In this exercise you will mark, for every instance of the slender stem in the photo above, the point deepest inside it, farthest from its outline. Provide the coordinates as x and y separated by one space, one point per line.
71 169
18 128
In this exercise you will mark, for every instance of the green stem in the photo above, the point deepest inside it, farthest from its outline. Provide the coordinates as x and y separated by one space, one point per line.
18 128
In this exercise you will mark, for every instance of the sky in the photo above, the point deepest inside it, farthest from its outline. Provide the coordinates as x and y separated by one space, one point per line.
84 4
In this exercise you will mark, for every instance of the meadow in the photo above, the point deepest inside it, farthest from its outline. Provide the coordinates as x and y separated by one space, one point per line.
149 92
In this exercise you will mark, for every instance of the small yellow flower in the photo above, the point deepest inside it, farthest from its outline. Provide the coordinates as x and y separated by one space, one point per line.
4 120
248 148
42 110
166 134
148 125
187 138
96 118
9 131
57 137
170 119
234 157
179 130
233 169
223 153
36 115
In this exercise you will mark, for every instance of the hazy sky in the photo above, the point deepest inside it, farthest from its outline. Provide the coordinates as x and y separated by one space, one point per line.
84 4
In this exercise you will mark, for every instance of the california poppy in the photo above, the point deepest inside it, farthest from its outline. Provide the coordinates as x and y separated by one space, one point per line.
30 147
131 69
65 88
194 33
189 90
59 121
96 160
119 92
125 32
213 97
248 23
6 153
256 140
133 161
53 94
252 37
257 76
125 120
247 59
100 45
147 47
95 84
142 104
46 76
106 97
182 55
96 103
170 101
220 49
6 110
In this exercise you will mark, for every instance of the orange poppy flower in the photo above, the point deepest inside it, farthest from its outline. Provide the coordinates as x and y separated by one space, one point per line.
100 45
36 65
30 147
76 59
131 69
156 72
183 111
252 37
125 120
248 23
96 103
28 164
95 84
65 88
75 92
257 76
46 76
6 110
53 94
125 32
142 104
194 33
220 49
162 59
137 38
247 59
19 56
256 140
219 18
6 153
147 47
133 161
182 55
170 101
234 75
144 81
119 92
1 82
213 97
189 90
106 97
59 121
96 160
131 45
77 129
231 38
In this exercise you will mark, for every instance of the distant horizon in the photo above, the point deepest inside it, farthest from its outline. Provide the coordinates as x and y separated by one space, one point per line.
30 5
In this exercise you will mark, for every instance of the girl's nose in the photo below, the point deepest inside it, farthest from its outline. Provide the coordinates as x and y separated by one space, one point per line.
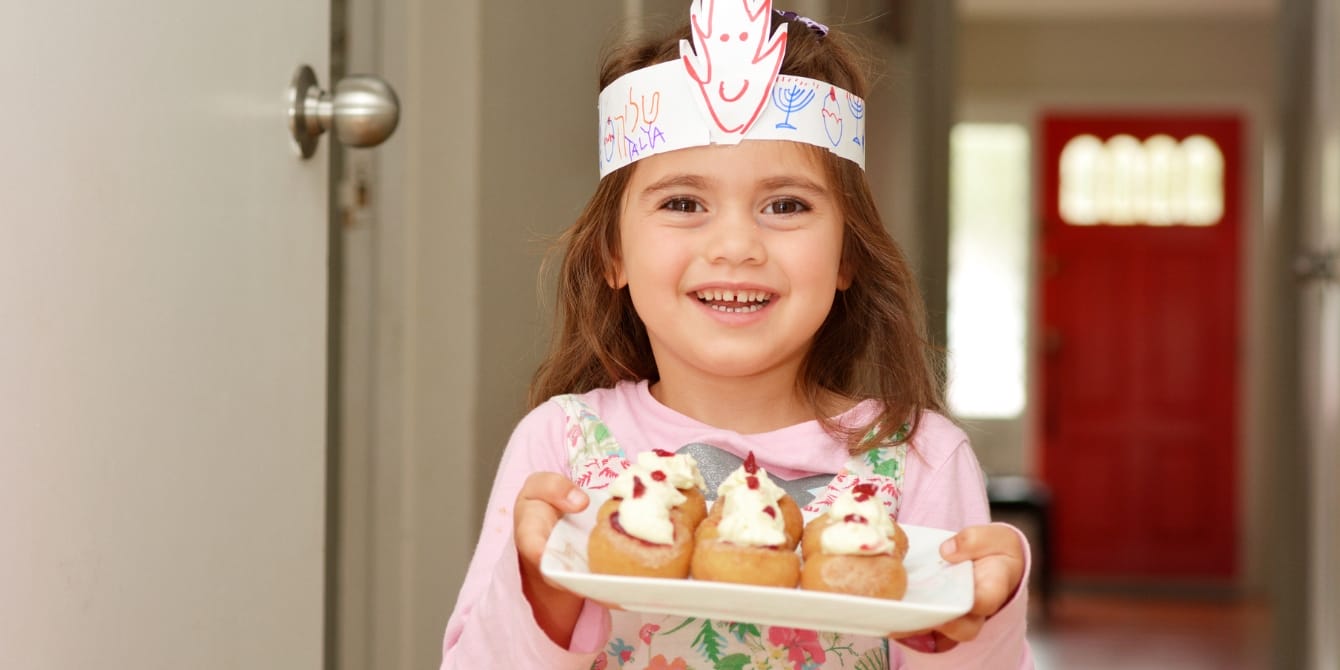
736 239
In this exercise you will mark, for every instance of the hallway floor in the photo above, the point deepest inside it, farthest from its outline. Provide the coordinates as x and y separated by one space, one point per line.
1100 631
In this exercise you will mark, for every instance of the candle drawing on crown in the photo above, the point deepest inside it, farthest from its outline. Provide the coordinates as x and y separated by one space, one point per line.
733 59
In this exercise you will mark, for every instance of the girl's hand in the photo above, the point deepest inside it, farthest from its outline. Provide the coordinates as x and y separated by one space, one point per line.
542 501
997 558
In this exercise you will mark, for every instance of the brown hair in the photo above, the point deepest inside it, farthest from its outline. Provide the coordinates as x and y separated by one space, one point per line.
873 345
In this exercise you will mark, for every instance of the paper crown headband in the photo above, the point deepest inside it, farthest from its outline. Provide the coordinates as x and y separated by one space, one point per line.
725 87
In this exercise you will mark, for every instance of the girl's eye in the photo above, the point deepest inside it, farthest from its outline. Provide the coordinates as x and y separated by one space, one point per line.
787 207
682 205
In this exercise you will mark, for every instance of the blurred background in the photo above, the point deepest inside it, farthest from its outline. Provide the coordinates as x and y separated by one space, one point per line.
251 404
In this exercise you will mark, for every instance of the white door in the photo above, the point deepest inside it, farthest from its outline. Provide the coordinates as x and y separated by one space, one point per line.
162 337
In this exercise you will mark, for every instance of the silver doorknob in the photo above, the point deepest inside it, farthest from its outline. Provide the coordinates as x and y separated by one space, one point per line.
363 110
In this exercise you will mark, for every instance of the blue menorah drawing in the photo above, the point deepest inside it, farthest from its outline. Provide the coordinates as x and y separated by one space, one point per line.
789 101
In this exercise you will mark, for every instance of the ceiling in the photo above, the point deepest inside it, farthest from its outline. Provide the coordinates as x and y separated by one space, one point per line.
1114 8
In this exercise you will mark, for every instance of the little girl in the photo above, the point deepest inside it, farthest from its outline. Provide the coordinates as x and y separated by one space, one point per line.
730 288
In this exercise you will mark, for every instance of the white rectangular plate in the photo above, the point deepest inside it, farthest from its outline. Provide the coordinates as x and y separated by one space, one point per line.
937 591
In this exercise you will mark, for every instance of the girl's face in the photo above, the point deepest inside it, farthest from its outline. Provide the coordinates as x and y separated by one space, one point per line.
732 256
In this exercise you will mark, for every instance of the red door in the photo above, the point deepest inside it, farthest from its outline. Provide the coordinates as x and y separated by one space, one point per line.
1139 366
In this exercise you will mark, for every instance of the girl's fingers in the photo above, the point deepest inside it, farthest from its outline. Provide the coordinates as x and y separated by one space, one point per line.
977 542
542 501
997 558
555 489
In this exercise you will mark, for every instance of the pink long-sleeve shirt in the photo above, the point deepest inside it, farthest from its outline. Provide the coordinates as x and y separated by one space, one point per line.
493 626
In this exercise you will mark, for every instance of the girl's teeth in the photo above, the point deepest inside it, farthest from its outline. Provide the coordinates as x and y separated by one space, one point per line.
737 302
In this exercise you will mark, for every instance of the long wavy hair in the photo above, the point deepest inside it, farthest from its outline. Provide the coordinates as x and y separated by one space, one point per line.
874 342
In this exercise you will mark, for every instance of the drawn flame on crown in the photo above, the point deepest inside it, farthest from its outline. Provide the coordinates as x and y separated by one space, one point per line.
730 42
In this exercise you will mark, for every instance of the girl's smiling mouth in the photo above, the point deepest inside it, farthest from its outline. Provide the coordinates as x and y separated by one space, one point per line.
733 300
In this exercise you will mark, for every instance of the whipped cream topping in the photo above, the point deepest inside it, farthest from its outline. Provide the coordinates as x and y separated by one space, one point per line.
681 471
859 525
739 480
752 519
645 505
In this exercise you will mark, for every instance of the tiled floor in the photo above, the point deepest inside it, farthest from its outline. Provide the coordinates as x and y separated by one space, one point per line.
1100 631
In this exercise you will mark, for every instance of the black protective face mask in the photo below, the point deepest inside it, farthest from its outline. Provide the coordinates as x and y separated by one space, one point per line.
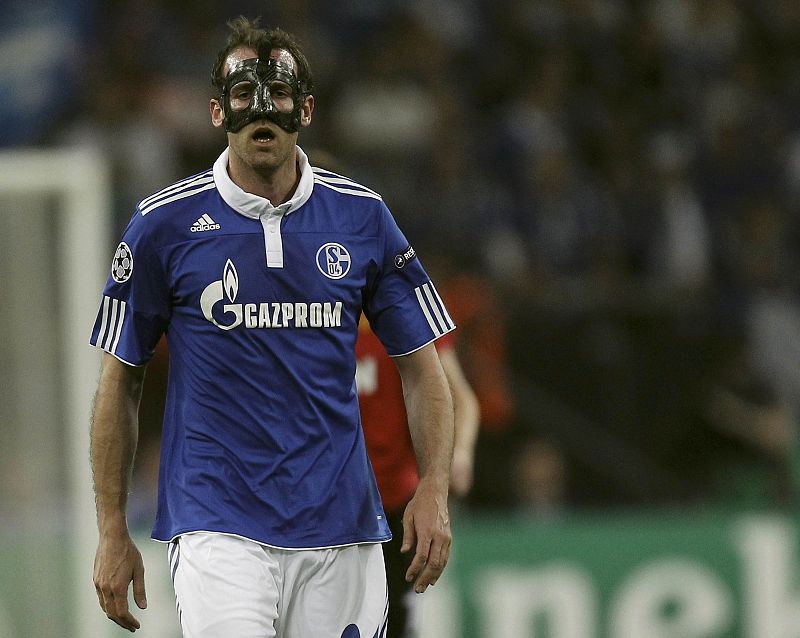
258 89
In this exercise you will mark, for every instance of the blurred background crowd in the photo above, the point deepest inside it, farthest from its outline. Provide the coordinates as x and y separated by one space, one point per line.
604 191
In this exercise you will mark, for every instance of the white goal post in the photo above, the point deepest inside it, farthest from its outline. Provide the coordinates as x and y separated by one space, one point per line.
78 180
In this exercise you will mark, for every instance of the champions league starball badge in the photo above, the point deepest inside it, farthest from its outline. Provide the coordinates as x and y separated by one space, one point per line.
122 264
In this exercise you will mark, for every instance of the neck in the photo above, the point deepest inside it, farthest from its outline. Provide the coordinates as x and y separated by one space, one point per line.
277 184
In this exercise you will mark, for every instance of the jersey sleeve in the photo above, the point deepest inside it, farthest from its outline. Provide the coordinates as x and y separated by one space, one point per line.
135 306
402 305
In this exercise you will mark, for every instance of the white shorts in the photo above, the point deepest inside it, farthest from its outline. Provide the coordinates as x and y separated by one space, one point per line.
231 587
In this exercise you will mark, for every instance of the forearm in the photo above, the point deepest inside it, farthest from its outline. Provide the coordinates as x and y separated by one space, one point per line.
114 435
465 404
430 414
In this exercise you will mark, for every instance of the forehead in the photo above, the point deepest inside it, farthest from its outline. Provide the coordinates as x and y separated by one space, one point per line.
247 53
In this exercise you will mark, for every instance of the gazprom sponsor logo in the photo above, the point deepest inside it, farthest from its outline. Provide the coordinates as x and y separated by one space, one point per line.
264 314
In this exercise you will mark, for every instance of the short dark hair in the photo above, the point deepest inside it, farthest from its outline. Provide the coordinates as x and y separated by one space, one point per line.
248 33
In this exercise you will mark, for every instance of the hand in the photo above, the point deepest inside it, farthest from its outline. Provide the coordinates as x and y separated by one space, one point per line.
117 563
426 528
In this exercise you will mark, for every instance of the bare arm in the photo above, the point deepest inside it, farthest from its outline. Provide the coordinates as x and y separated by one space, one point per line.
426 522
114 435
467 421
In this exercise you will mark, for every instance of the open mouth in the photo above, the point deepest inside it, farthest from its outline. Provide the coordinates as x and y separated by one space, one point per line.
263 134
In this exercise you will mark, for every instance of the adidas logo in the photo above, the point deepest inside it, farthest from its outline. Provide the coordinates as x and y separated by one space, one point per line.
204 223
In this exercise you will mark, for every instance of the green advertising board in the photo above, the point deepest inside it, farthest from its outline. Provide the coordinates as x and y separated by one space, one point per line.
656 575
622 576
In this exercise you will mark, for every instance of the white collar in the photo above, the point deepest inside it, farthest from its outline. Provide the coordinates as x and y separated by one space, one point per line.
255 206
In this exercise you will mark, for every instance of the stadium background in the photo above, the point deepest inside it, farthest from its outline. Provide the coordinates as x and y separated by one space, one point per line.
606 193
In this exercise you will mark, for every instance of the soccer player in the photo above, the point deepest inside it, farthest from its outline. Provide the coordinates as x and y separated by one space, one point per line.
391 452
258 270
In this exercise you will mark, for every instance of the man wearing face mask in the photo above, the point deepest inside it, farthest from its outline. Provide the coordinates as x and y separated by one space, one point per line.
258 270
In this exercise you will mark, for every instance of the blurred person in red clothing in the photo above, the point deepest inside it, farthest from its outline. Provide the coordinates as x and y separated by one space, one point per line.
383 416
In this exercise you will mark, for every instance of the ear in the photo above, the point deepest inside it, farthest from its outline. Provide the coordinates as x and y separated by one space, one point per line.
308 108
217 114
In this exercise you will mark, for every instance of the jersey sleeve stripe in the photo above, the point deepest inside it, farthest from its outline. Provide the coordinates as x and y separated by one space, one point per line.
120 321
437 331
113 316
333 178
103 321
181 195
436 306
185 183
112 324
448 320
348 191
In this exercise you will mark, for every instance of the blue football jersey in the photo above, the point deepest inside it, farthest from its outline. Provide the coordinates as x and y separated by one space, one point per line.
260 306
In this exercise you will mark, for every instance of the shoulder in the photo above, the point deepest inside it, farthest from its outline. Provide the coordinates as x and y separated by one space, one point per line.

###

> WORK TO DO:
Starting at the line containing "the blue football" and ending at the end of the listing, copy every line again, requests included. Multiply each point coordinate in the answers by 2.35 and round it to a whole number, rounding halves up.

> EXERCISE SOLUTION:
In this exercise you will mark, for every instance of the blue football jersey in the photo above, the point deepest inside it, farthest from its outline. Provide the coordinates as x and y separated by one space, one point per line.
611 719
In this exercise you will mark, for every instance of the shoulder in the photo above, the point deepest inside it, farthest from its outline. Provide the coordinates as x and y separated by one space, one point per line.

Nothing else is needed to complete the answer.